## SELECTED EXCERPT
Wednesday, March 2, 2011

We Start

At the start of the school year my son, who is 11 and in the fifth grade at Park Forest Elementary in State College, made a short film about always doing your best for an all school assembly. It was a great success.

A couple months ago he came me with an idea for another film project. This time he wanted to make a movie at his school about the high stakes NCLB testing, in Pennsylvania called the PSSA. Specifically, he wanted to document how test was hurting his education and that of his school mates.

I had a lot on my plate at that time. My mother was going to have surgery for breast cancer. My husband was teaching a new course at Penn State. An online community that I work with was dealing with expansion. I was still digging out from Christmas. The cat was sick.

I said, "That sounds great, Ted." And off I rushed to put out the next brush fire.

My son's school is a wonderful community serving a wonderful community. In 2009, the school was recognized by the Education Commission of the States and the National Center for Learning and Citizenship as one of 10 outstanding schools nationwide.
Nationally, Ten Schools Chosen for Service-Learning Schools of Success Award
DENVER, CO -- The Education Commission of the States (ECS) and the National Center for Learning and Citizenship (NCLC) are pleased to announce the recipients of the Service-Learning Schools of Success Award. Ten schools were selected based on their support of five elements critical to the successful, school-based integration of service-learning — shown to lead to greater student achievement and success: vision and leadership, curriculum and assessment, professional development, community- school partnerships and continuous improvement.

## EXERCISE INSTRUCTIONS
**1.** Copy the stretch of the blog post above from "Wednesday, March 2, 2011" through "cat was sick." word for word.
**2.** According to the blog post above, what is the high-stakes NCLB testing called in Pennsylvania?

## LISTED RECORDS

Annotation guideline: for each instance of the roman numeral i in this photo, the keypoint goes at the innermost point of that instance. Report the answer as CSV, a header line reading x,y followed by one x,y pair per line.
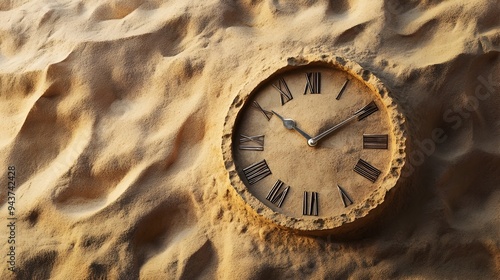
x,y
278,193
256,172
343,195
342,90
368,110
282,88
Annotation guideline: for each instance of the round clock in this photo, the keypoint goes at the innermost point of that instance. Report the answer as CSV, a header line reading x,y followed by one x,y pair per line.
x,y
316,146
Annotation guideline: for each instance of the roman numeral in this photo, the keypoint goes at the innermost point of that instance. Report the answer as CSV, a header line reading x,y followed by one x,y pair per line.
x,y
342,90
282,87
313,83
256,172
343,195
252,143
368,110
310,204
366,170
375,141
267,114
278,193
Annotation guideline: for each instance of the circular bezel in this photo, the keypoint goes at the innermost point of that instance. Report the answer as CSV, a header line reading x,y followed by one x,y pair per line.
x,y
362,211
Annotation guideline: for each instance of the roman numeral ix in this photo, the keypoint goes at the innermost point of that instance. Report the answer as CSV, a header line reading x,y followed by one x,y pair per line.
x,y
313,83
366,170
267,114
256,172
343,195
278,193
252,143
374,141
282,88
310,204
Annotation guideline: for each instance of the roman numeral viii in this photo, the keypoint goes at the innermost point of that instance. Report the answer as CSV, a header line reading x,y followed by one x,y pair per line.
x,y
252,143
374,141
366,170
256,172
278,193
282,88
313,83
310,204
267,114
368,110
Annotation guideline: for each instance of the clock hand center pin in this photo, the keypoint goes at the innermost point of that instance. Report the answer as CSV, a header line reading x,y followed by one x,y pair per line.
x,y
291,124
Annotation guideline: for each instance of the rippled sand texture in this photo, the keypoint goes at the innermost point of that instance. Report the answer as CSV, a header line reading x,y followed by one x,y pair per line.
x,y
113,112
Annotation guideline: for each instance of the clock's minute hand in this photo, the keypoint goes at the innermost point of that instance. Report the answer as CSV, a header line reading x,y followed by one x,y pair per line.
x,y
314,140
290,124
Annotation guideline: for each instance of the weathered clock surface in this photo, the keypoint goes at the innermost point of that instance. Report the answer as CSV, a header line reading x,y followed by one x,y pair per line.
x,y
315,146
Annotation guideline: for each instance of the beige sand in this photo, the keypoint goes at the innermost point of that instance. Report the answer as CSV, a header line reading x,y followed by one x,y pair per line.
x,y
112,113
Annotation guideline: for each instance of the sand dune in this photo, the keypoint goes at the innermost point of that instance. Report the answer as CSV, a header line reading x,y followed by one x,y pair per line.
x,y
113,111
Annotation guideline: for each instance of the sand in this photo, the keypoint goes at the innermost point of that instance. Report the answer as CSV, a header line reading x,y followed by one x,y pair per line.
x,y
112,114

## COMPLETED EXERCISE
**1.**
Wednesday, March 2, 2011

We Start

At the start of the school year my son, who is 11 and in the fifth grade at Park Forest Elementary in State College, made a short film about always doing your best for an all school assembly. It was a great success.

A couple months ago he came me with an idea for another film project. This time he wanted to make a movie at his school about the high stakes NCLB testing, in Pennsylvania called the PSSA. Specifically, he wanted to document how test was hurting his education and that of his school mates.

I had a lot on my plate at that time. My mother was going to have surgery for breast cancer. My husband was teaching a new course at Penn State. An online community that I work with was dealing with expansion. I was still digging out from Christmas. The cat was sick.

**2.** The PSSA.